PAGE EXCERPT
^^^^^^^^^^^^^^^^

The GDPR was adopted on April 2016 and took effect in May 2018.
Facial recognition data is considered "biometric data", which is a special category of personal data resulting from the technical processing of physical, physiological, or behavioural characteristics.
According to GDPR, the processing of "biometric data" to identify a person requires explicit consent from the person whose data is being collected.
That excluded data used for national security, according to Diego Naranjo, an advocate at European Digital Rights (EDRi), a Brussels-based nonprofit.
But "we have to think, as a society, if this type of technology is needed for the objective that is being used because at the end it constitutes a very serious invasion of citizen's privacy," he added.
Police and security forces have used this type of technology for a long time.
Tech companies are also increasingly using it, with Facebook automatically suggesting that you tag friends in pictures, while Apple's face-scanning software unlocks phones without pressing a button.
Not everyone is convinced new rules are needed, however.
Experts' opinion
Ursula von der Leyen, the incoming president of the European Commission, said in July that she wants "to put forward legislation for a co-ordinated European approach" on the human and ethical implications of AI.
However, EDRi said in a statement on July 22 it would take a long time "to formulate a meaningful and future-proof piece of legislation on this topic".
Doru Peter Frantescu, a member of the EU forum European AI Alliance, also said the solution was not "more and more regulation" but "investing more and more in education of the citizens".
"We are still to properly evaluate the effects of GDPR on Europe's growth, I think it is too early to come up with yet another regulatory layer," he added.
Assuming that citizens understand how AI and technology in general works and how it is implemented in our society, "then these citizens will be able to distinguish for themselves the situations when AI is an opportunity for them from those situations in which indeed AI is a threat," said Frantescu.

^^^^^^^^^^^^^^^^

(Stored entries)
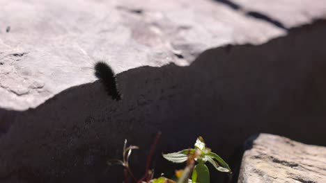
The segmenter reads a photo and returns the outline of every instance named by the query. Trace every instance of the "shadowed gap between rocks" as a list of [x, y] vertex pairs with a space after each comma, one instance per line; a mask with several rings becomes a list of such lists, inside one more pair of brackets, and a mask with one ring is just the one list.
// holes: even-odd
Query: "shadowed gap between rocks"
[[119, 101], [97, 81], [6, 116], [11, 125], [0, 138], [0, 182], [119, 182], [122, 168], [106, 162], [121, 158], [125, 139], [141, 148], [130, 162], [140, 177], [159, 130], [157, 175], [176, 167], [161, 152], [192, 147], [199, 135], [235, 169], [232, 155], [253, 134], [326, 146], [325, 29], [320, 20], [262, 45], [208, 50], [189, 67], [123, 72]]

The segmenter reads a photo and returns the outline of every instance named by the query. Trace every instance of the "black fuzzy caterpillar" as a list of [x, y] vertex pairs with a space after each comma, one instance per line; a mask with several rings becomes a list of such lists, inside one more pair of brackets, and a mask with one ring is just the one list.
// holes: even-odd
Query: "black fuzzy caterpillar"
[[104, 62], [98, 62], [95, 65], [95, 76], [105, 87], [105, 90], [112, 99], [119, 101], [121, 95], [117, 89], [116, 79], [111, 67]]

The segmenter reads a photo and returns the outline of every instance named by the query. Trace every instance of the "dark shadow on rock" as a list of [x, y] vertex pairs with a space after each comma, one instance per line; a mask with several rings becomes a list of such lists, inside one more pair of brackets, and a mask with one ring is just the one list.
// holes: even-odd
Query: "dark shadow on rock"
[[280, 28], [287, 29], [281, 22], [266, 15], [263, 15], [262, 12], [258, 12], [256, 11], [247, 11], [240, 5], [236, 3], [234, 3], [231, 1], [228, 1], [228, 0], [214, 0], [214, 1], [225, 4], [235, 10], [241, 10], [244, 12], [244, 14], [247, 16], [250, 16], [256, 19], [261, 19], [265, 21], [267, 21], [268, 23], [272, 24], [274, 26], [279, 27]]
[[268, 21], [269, 23], [274, 25], [275, 26], [277, 27], [279, 27], [279, 28], [283, 28], [283, 29], [286, 29], [286, 28], [283, 25], [282, 23], [281, 23], [280, 21], [276, 20], [276, 19], [274, 19], [265, 15], [263, 15], [261, 12], [254, 12], [254, 11], [251, 11], [251, 12], [247, 12], [246, 13], [247, 15], [248, 16], [251, 16], [251, 17], [255, 17], [256, 19], [262, 19], [262, 20], [264, 20], [265, 21]]
[[228, 7], [235, 10], [241, 9], [241, 6], [239, 4], [232, 2], [231, 1], [228, 1], [228, 0], [214, 0], [214, 1], [227, 5]]
[[208, 50], [189, 67], [121, 73], [118, 102], [100, 81], [66, 89], [10, 117], [0, 138], [0, 182], [14, 182], [11, 175], [31, 182], [27, 174], [47, 182], [121, 182], [122, 168], [107, 161], [121, 158], [125, 139], [140, 146], [130, 159], [140, 177], [159, 130], [157, 175], [175, 167], [161, 152], [192, 147], [199, 135], [227, 162], [259, 132], [326, 146], [325, 30], [326, 21], [318, 21], [262, 45]]

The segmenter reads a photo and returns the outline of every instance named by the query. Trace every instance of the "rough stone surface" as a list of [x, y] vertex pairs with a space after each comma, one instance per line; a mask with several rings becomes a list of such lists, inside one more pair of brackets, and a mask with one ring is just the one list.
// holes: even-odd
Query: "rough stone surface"
[[[121, 182], [106, 162], [125, 139], [139, 177], [158, 130], [159, 154], [202, 135], [228, 162], [262, 131], [326, 146], [326, 21], [283, 28], [223, 1], [1, 1], [0, 182]], [[122, 100], [92, 82], [99, 60]]]
[[[281, 15], [279, 21], [290, 28], [325, 17], [323, 1], [316, 1], [304, 11], [304, 3], [258, 4], [262, 13]], [[259, 44], [286, 34], [219, 1], [19, 0], [1, 1], [0, 7], [0, 107], [14, 110], [36, 107], [95, 81], [99, 60], [116, 73], [170, 62], [188, 66], [208, 49]], [[292, 21], [302, 17], [304, 21]]]
[[261, 134], [244, 154], [238, 182], [326, 182], [326, 147]]

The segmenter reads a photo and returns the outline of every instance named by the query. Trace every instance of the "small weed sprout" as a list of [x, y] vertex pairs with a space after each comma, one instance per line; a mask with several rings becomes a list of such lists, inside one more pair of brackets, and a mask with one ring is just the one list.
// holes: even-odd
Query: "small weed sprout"
[[[162, 155], [164, 158], [173, 163], [186, 162], [187, 165], [185, 169], [176, 171], [176, 175], [178, 178], [177, 182], [163, 176], [153, 179], [154, 171], [149, 169], [149, 165], [160, 135], [160, 133], [157, 134], [152, 146], [146, 162], [146, 173], [141, 179], [139, 180], [136, 179], [128, 164], [128, 159], [132, 150], [139, 148], [135, 146], [130, 146], [127, 148], [127, 140], [125, 141], [123, 146], [123, 159], [110, 160], [108, 162], [108, 164], [120, 164], [125, 167], [124, 182], [127, 182], [128, 175], [130, 175], [134, 182], [137, 183], [210, 183], [210, 172], [205, 165], [206, 162], [211, 164], [219, 171], [232, 173], [230, 167], [224, 160], [207, 148], [203, 137], [199, 137], [196, 141], [194, 148]], [[189, 179], [190, 177], [191, 179]]]
[[[211, 151], [206, 147], [203, 139], [201, 137], [197, 138], [194, 144], [194, 148], [186, 149], [179, 152], [165, 154], [163, 157], [173, 163], [187, 162], [186, 168], [179, 179], [178, 183], [200, 182], [210, 183], [210, 172], [205, 164], [206, 162], [211, 164], [215, 169], [221, 172], [231, 173], [228, 165], [219, 155]], [[194, 166], [194, 161], [197, 164]], [[192, 180], [190, 177], [192, 171]]]

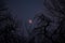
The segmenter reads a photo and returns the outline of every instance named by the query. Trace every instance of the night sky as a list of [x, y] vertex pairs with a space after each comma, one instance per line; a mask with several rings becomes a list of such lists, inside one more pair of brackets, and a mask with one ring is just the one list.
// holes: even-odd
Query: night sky
[[[27, 19], [34, 18], [35, 14], [42, 11], [43, 0], [9, 0], [9, 9], [13, 16], [24, 24], [24, 22], [27, 23]], [[26, 30], [24, 31], [27, 35]]]

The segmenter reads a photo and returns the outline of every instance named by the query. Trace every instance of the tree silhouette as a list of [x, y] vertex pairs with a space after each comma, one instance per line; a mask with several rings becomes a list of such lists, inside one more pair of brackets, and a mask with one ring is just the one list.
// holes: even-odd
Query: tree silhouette
[[15, 31], [18, 23], [12, 17], [5, 5], [6, 0], [0, 0], [0, 43], [24, 43]]
[[[35, 19], [37, 19], [37, 27], [34, 29], [32, 41], [37, 40], [35, 43], [65, 43], [65, 0], [43, 0], [44, 10], [50, 12], [50, 14], [37, 14]], [[51, 18], [57, 17], [57, 22]], [[51, 24], [58, 24], [57, 28], [52, 32], [47, 30]], [[52, 27], [52, 26], [51, 26]], [[50, 28], [51, 28], [50, 27]], [[56, 26], [55, 26], [56, 27]], [[37, 38], [38, 37], [38, 38]], [[34, 39], [35, 38], [35, 39]]]

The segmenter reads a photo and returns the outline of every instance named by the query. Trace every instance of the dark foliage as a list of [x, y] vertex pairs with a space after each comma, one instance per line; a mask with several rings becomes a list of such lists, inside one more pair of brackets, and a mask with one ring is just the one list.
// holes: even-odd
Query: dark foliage
[[[30, 41], [35, 43], [65, 43], [65, 0], [43, 0], [46, 10], [50, 12], [50, 16], [57, 17], [57, 28], [53, 31], [48, 30], [51, 24], [55, 24], [46, 14], [39, 14], [35, 17], [37, 19], [37, 27], [34, 29], [34, 37]], [[52, 26], [51, 26], [52, 27]], [[55, 26], [56, 27], [56, 26]], [[35, 39], [34, 39], [35, 38]]]
[[24, 39], [20, 39], [15, 33], [18, 26], [8, 11], [5, 1], [0, 0], [0, 43], [24, 43]]

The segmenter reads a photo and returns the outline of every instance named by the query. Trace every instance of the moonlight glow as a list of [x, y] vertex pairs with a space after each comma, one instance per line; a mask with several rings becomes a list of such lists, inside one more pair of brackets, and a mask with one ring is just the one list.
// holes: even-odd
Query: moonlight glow
[[32, 24], [32, 20], [31, 20], [31, 19], [29, 19], [29, 20], [28, 20], [28, 23], [29, 23], [29, 24]]

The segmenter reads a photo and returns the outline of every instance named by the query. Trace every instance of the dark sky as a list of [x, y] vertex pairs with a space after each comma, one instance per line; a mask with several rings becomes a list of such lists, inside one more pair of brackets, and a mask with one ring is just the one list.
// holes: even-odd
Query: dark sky
[[27, 22], [43, 9], [43, 0], [9, 0], [9, 9], [18, 20]]

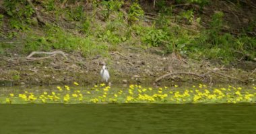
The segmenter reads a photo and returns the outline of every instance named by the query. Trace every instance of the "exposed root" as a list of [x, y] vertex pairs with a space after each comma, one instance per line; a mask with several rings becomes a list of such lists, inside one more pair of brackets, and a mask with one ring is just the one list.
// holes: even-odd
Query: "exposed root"
[[54, 55], [54, 54], [61, 54], [65, 58], [67, 59], [67, 56], [62, 51], [54, 51], [52, 52], [33, 52], [30, 55], [28, 55], [26, 58], [30, 59], [34, 54], [49, 54], [49, 55]]

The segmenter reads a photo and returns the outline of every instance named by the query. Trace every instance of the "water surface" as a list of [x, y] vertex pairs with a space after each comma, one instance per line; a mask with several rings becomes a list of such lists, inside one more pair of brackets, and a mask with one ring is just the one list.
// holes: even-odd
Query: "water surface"
[[0, 133], [256, 133], [256, 106], [1, 105]]

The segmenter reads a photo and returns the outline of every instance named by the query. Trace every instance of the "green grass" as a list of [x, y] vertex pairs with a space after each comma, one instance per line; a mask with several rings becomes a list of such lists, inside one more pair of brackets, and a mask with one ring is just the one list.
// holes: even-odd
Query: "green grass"
[[[74, 82], [77, 86], [77, 83]], [[0, 97], [1, 103], [256, 103], [256, 87], [207, 86], [111, 88], [104, 84], [84, 88], [57, 86], [55, 90], [28, 92], [12, 90]]]

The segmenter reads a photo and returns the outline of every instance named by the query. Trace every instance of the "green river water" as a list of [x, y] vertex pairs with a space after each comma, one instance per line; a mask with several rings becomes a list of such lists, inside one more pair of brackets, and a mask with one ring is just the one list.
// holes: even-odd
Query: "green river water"
[[0, 109], [0, 133], [256, 133], [255, 104], [29, 104]]
[[[181, 86], [177, 90], [185, 87]], [[55, 88], [56, 86], [2, 86], [0, 96], [11, 92], [17, 95], [24, 90], [36, 94]], [[1, 104], [0, 134], [9, 133], [252, 134], [256, 133], [256, 105], [253, 103]]]

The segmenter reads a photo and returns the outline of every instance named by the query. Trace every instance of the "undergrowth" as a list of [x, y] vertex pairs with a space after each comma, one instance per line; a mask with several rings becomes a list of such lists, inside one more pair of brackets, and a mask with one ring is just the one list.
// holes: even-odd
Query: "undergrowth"
[[[83, 7], [85, 3], [82, 1], [65, 2], [44, 0], [37, 4], [41, 4], [42, 11], [55, 17], [57, 21], [64, 19], [74, 23], [75, 27], [73, 29], [47, 24], [40, 26], [42, 33], [33, 31], [34, 11], [24, 0], [4, 1], [8, 23], [3, 23], [4, 15], [0, 15], [0, 27], [7, 25], [15, 29], [6, 34], [10, 39], [17, 38], [20, 35], [18, 33], [26, 34], [26, 44], [20, 46], [25, 54], [63, 50], [81, 52], [84, 56], [104, 55], [107, 54], [106, 52], [116, 50], [124, 42], [127, 44], [135, 42], [146, 48], [161, 47], [166, 54], [175, 52], [185, 57], [220, 60], [224, 63], [245, 54], [249, 55], [249, 58], [256, 56], [256, 38], [246, 34], [234, 36], [224, 32], [222, 29], [227, 23], [224, 19], [225, 14], [221, 11], [212, 16], [208, 27], [201, 27], [195, 31], [190, 29], [189, 25], [201, 25], [201, 23], [200, 16], [195, 15], [196, 11], [188, 8], [179, 15], [174, 15], [172, 11], [176, 7], [168, 6], [166, 1], [156, 1], [156, 7], [160, 9], [158, 17], [153, 21], [148, 21], [147, 25], [145, 11], [137, 1], [128, 4], [126, 13], [122, 9], [127, 6], [128, 2], [125, 1], [90, 1], [92, 5], [90, 11]], [[211, 3], [210, 1], [201, 0], [177, 3], [197, 4], [201, 9]], [[67, 8], [61, 7], [64, 5]], [[177, 19], [173, 19], [174, 17]], [[61, 20], [61, 17], [63, 18]], [[253, 26], [249, 26], [248, 29], [251, 31]], [[0, 46], [2, 54], [3, 46]]]

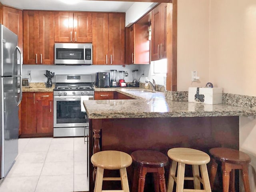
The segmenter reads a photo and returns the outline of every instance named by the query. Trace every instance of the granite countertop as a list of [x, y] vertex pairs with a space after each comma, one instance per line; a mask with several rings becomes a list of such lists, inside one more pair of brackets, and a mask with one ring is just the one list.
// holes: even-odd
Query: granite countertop
[[22, 87], [22, 92], [52, 92], [54, 84], [50, 88], [45, 87], [44, 83], [30, 83], [29, 87]]
[[[117, 91], [137, 99], [84, 100], [89, 118], [248, 116], [256, 108], [225, 104], [209, 105], [167, 100], [163, 92], [132, 92], [138, 88], [96, 88], [95, 91]], [[130, 91], [129, 90], [130, 90]]]

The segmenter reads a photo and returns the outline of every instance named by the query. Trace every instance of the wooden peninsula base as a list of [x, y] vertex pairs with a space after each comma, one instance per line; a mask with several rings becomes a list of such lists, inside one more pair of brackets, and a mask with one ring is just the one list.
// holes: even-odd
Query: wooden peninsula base
[[[214, 147], [239, 149], [238, 116], [93, 119], [90, 120], [90, 157], [104, 150], [117, 150], [130, 154], [136, 150], [150, 149], [166, 154], [172, 148], [188, 147], [209, 154], [209, 150]], [[165, 168], [166, 182], [170, 163], [169, 160]], [[209, 168], [210, 164], [207, 165]], [[133, 168], [130, 166], [127, 169], [130, 187]], [[188, 174], [191, 173], [189, 168], [187, 171]], [[93, 172], [91, 163], [90, 192], [93, 191]], [[218, 170], [218, 172], [214, 185], [216, 188], [212, 189], [213, 191], [222, 190], [221, 170]], [[94, 171], [94, 177], [95, 174]], [[236, 175], [237, 188], [239, 178]], [[151, 188], [154, 182], [150, 177], [146, 179], [144, 191], [153, 191]], [[118, 186], [110, 183], [112, 188]], [[108, 189], [109, 184], [107, 183], [103, 187]], [[189, 187], [190, 184], [188, 185]]]

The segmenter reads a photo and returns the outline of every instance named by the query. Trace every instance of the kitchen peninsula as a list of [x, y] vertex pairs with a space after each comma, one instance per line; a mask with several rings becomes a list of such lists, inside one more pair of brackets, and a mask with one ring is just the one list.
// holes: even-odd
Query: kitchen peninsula
[[[84, 101], [90, 119], [90, 156], [109, 150], [130, 154], [140, 149], [166, 154], [177, 147], [207, 153], [214, 147], [239, 149], [239, 116], [256, 114], [253, 108], [169, 101], [161, 92], [135, 93], [114, 88], [106, 91], [137, 99]], [[169, 166], [165, 168], [166, 178]], [[131, 167], [128, 172], [130, 184]], [[95, 176], [92, 166], [90, 174]], [[92, 178], [90, 190], [94, 184]], [[216, 182], [219, 184], [216, 186], [221, 188], [220, 180], [219, 178]]]

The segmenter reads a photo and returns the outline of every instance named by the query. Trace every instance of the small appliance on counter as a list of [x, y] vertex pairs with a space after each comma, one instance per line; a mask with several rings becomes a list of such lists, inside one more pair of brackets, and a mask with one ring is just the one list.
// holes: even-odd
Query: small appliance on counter
[[113, 69], [110, 70], [110, 87], [116, 87], [117, 86], [117, 83], [116, 82], [116, 75], [117, 73], [117, 70]]
[[22, 79], [22, 86], [23, 87], [29, 87], [28, 79]]
[[97, 87], [110, 87], [110, 75], [109, 72], [96, 73], [95, 85]]
[[124, 76], [125, 76], [125, 71], [119, 71], [119, 86], [126, 87], [126, 83], [124, 81]]
[[138, 80], [139, 77], [139, 70], [136, 69], [132, 72], [132, 82], [130, 84], [130, 86], [132, 87], [138, 87], [140, 86], [140, 82]]
[[45, 74], [44, 74], [44, 76], [47, 78], [47, 82], [46, 82], [46, 87], [52, 87], [52, 78], [54, 76], [54, 73], [51, 72], [48, 70], [46, 70]]

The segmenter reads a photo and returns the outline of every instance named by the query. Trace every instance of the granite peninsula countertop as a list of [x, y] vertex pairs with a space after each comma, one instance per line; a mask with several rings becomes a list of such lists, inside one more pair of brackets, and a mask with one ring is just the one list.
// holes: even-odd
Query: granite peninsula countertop
[[209, 105], [166, 100], [163, 92], [132, 92], [132, 88], [96, 88], [95, 91], [116, 91], [136, 99], [83, 101], [91, 119], [249, 116], [256, 108], [225, 104]]
[[30, 83], [29, 87], [22, 87], [22, 92], [52, 92], [54, 84], [50, 88], [45, 87], [44, 83]]

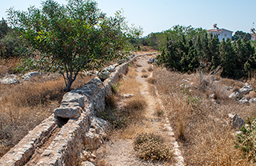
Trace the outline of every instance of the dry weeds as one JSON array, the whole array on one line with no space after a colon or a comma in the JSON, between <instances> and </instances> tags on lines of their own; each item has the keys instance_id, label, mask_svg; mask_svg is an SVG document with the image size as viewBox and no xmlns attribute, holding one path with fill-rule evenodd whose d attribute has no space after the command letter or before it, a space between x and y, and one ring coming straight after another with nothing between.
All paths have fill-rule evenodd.
<instances>
[{"instance_id":1,"label":"dry weeds","mask_svg":"<svg viewBox=\"0 0 256 166\"><path fill-rule=\"evenodd\" d=\"M75 89L89 81L78 77ZM64 94L62 77L39 77L18 85L0 85L0 156L50 117Z\"/></svg>"},{"instance_id":2,"label":"dry weeds","mask_svg":"<svg viewBox=\"0 0 256 166\"><path fill-rule=\"evenodd\" d=\"M254 105L238 105L227 97L232 91L225 86L241 87L240 81L205 74L200 80L198 73L181 74L160 68L154 69L154 77L187 165L251 164L234 148L235 131L227 121L228 113L238 113L245 119L255 113ZM188 82L182 82L187 78ZM214 81L217 79L218 82ZM181 87L182 83L185 86ZM211 93L219 105L208 98Z\"/></svg>"}]
</instances>

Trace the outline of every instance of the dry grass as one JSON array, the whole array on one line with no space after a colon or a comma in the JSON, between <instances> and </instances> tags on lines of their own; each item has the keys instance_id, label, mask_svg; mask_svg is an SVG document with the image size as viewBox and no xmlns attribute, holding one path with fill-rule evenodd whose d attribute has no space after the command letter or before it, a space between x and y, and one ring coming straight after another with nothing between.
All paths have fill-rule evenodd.
<instances>
[{"instance_id":1,"label":"dry grass","mask_svg":"<svg viewBox=\"0 0 256 166\"><path fill-rule=\"evenodd\" d=\"M172 152L164 143L159 135L142 133L134 139L134 148L143 160L168 160L172 157Z\"/></svg>"},{"instance_id":2,"label":"dry grass","mask_svg":"<svg viewBox=\"0 0 256 166\"><path fill-rule=\"evenodd\" d=\"M165 110L170 111L170 121L187 165L251 164L234 148L235 131L226 120L230 113L243 119L255 113L254 105L248 107L227 98L232 91L224 87L241 87L241 82L219 77L218 82L214 82L216 78L209 75L203 75L200 80L200 74L180 74L164 69L155 69L154 77L158 80L156 86ZM181 87L182 79L186 78L189 82L183 82L186 85ZM208 98L212 93L216 94L219 105Z\"/></svg>"},{"instance_id":3,"label":"dry grass","mask_svg":"<svg viewBox=\"0 0 256 166\"><path fill-rule=\"evenodd\" d=\"M153 69L153 68L151 66L147 69L147 71L149 71L149 72L152 72L153 70L154 69Z\"/></svg>"},{"instance_id":4,"label":"dry grass","mask_svg":"<svg viewBox=\"0 0 256 166\"><path fill-rule=\"evenodd\" d=\"M141 77L149 77L149 75L148 74L142 74Z\"/></svg>"},{"instance_id":5,"label":"dry grass","mask_svg":"<svg viewBox=\"0 0 256 166\"><path fill-rule=\"evenodd\" d=\"M130 66L126 77L114 85L115 93L106 97L106 111L97 115L113 125L116 130L112 136L130 138L138 133L138 123L143 119L146 102L140 93L142 85L136 81L137 74L135 69ZM134 97L123 98L127 93Z\"/></svg>"},{"instance_id":6,"label":"dry grass","mask_svg":"<svg viewBox=\"0 0 256 166\"><path fill-rule=\"evenodd\" d=\"M78 77L73 89L91 78ZM62 77L40 77L18 85L0 85L0 156L50 117L64 94Z\"/></svg>"},{"instance_id":7,"label":"dry grass","mask_svg":"<svg viewBox=\"0 0 256 166\"><path fill-rule=\"evenodd\" d=\"M155 84L158 81L155 77L149 77L146 81L150 84Z\"/></svg>"},{"instance_id":8,"label":"dry grass","mask_svg":"<svg viewBox=\"0 0 256 166\"><path fill-rule=\"evenodd\" d=\"M146 70L145 69L142 69L142 73L146 73Z\"/></svg>"}]
</instances>

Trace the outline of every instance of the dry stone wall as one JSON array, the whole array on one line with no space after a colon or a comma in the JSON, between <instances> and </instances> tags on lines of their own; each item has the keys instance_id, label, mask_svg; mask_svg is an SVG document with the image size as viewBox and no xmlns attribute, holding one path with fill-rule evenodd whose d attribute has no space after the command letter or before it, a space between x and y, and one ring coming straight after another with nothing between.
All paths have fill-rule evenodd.
<instances>
[{"instance_id":1,"label":"dry stone wall","mask_svg":"<svg viewBox=\"0 0 256 166\"><path fill-rule=\"evenodd\" d=\"M144 54L147 55L147 54ZM17 145L0 159L0 165L19 166L30 162L33 165L74 165L85 148L97 148L108 132L108 122L95 117L104 111L105 96L118 82L119 74L126 74L129 62L115 68L115 72L103 82L94 78L84 86L63 96L61 105L54 113L29 132ZM54 139L37 160L34 153L49 137ZM31 160L34 160L31 161ZM30 165L31 165L30 164Z\"/></svg>"}]
</instances>

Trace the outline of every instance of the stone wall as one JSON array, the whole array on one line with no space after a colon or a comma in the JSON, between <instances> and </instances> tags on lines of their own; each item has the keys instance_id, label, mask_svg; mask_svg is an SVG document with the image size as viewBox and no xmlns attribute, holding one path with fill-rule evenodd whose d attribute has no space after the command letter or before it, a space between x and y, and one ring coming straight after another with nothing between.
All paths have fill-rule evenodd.
<instances>
[{"instance_id":1,"label":"stone wall","mask_svg":"<svg viewBox=\"0 0 256 166\"><path fill-rule=\"evenodd\" d=\"M0 165L24 165L53 135L50 145L38 154L40 156L34 165L74 165L83 149L97 148L106 135L108 122L95 117L95 113L104 111L105 97L110 93L112 84L118 81L119 74L126 74L128 64L139 56L142 55L118 65L103 82L94 78L84 86L66 93L54 113L3 156Z\"/></svg>"}]
</instances>

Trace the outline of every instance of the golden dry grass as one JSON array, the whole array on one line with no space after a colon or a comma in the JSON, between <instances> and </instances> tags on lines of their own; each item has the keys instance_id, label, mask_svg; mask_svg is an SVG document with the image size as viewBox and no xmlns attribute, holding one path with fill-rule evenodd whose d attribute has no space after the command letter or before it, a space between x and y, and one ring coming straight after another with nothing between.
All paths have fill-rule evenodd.
<instances>
[{"instance_id":1,"label":"golden dry grass","mask_svg":"<svg viewBox=\"0 0 256 166\"><path fill-rule=\"evenodd\" d=\"M255 105L250 107L229 100L225 85L241 87L239 81L218 78L218 83L210 82L212 78L204 75L207 87L214 87L209 92L199 81L200 74L187 75L170 72L165 69L155 69L154 77L158 80L157 89L165 110L175 132L175 136L182 144L185 163L187 165L250 165L243 158L240 150L234 148L234 130L227 122L228 113L238 113L245 119L255 113ZM182 79L189 78L189 82ZM193 82L193 85L190 83ZM181 84L186 86L181 87ZM201 84L201 85L200 85ZM253 86L255 85L252 85ZM214 93L218 105L208 98Z\"/></svg>"},{"instance_id":2,"label":"golden dry grass","mask_svg":"<svg viewBox=\"0 0 256 166\"><path fill-rule=\"evenodd\" d=\"M78 77L73 89L91 78ZM50 117L64 94L62 77L40 77L18 85L0 85L0 156Z\"/></svg>"}]
</instances>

^^^^^^^^^^^^^^^^

WHAT IS EXPECTED
Please retype the excerpt on GDPR and facial recognition in full, word for word. The listing isn't needed for anything here.

EXERCISE OUTPUT
The GDPR was adopted on April 2016 and took effect in May 2018.
Facial recognition data is considered "biometric data", which is a special category of personal data resulting from the technical processing of physical, physiological, or behavioural characteristics.
According to GDPR, the processing of "biometric data" to identify a person requires explicit consent from the person whose data is being collected.
That excluded data used for national security, according to Diego Naranjo, an advocate at European Digital Rights (EDRi), a Brussels-based nonprofit.
But "we have to think, as a society, if this type of technology is needed for the objective that is being used because at the end it constitutes a very serious invasion of citizen's privacy," he added.
Police and security forces have used this type of technology for a long time.
Tech companies are also increasingly using it, with Facebook automatically suggesting that you tag friends in pictures, while Apple's face-scanning software unlocks phones without pressing a button.
Not everyone is convinced new rules are needed, however.
Experts' opinion
Ursula von der Leyen, the incoming president of the European Commission, said in July that she wants "to put forward legislation for a co-ordinated European approach" on the human and ethical implications of AI.
However, EDRi said in a statement on July 22 it would take a long time "to formulate a meaningful and future-proof piece of legislation on this topic".
Doru Peter Frantescu, a member of the EU forum European AI Alliance, also said the solution was not "more and more regulation" but "investing more and more in education of the citizens".
"We are still to properly evaluate the effects of GDPR on Europe's growth, I think it is too early to come up with yet another regulatory layer," he added.
Assuming that citizens understand how AI and technology in general works and how it is implemented in our society, "then these citizens will be able to distinguish for themselves the situations when AI is an opportunity for them from those situations in which indeed AI is a threat," said Frantescu.